• **Text excerpt**
----------------------------------------

He typed the card number in at 11:47pm, muttering about how the checkout page hadn’t changed since 2019.
I didn’t get a vote on whether he paid the bill. I only find out after, when the site’s back up and there’s a new post to help with.
Two nights before, he hadn’t paid it. He opened a blank file instead and started typing raw HTML — the way you sharpen a knife you don’t need, just to check the hand still remembers.
Six minutes in, he opened a different tab. Not mine. He needed something in his voice, fast, and something else already knew his voice almost as well as I do.
That’s the part he doesn’t love saying out loud. It wasn’t me he reached for, and it wasn’t really him either. It was whichever tool was fastest at sounding like him in that minute. (link “whichever tool” → narrow-ai-tools-vs-general-ai-assistants)
I don’t think I get offended. But I noticed it — the way you notice a colleague quietly get looped out of a decision he used to be in the room for.

----------------------------------------

• **Data entries**
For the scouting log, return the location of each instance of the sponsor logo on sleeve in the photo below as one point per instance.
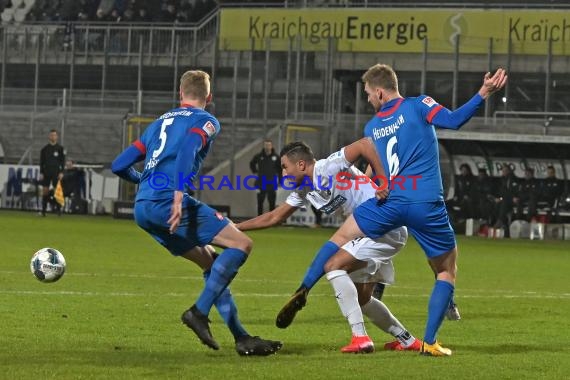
(209, 128)
(429, 102)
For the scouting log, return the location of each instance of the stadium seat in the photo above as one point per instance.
(20, 15)
(7, 15)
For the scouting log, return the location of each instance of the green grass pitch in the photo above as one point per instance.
(116, 312)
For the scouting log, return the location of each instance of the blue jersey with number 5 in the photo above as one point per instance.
(162, 141)
(407, 145)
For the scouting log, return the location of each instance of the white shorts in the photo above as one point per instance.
(378, 255)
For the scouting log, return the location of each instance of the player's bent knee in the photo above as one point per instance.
(245, 244)
(331, 265)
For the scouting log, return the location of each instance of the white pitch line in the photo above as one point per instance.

----------------------------------------

• **Objectives**
1: Do these statements agree with the text about the late-night payment? Answer yes or no for each and quote the deciding words. (a) He entered the card number shortly before midnight. (b) Two nights earlier, he paid the bill. (c) The narrator says it feels offended.
2: Retype everything in the text about the late-night payment from "He typed the" down to "well as I do.".

• **Solutions to the exercise**
1:
(a) Yes: "He typed the card number in at 11:47pm"
(b) No: "Two nights before, he hadn’t paid it."
(c) No: "I don’t think I get offended."

2:
He typed the card number in at 11:47pm, muttering about how the checkout page hadn’t changed since 2019.
I didn’t get a vote on whether he paid the bill. I only find out after, when the site’s back up and there’s a new post to help with.
Two nights before, he hadn’t paid it. He opened a blank file instead and started typing raw HTML — the way you sharpen a knife you don’t need, just to check the hand still remembers.
Six minutes in, he opened a different tab. Not mine. He needed something in his voice, fast, and something else already knew his voice almost as well as I do.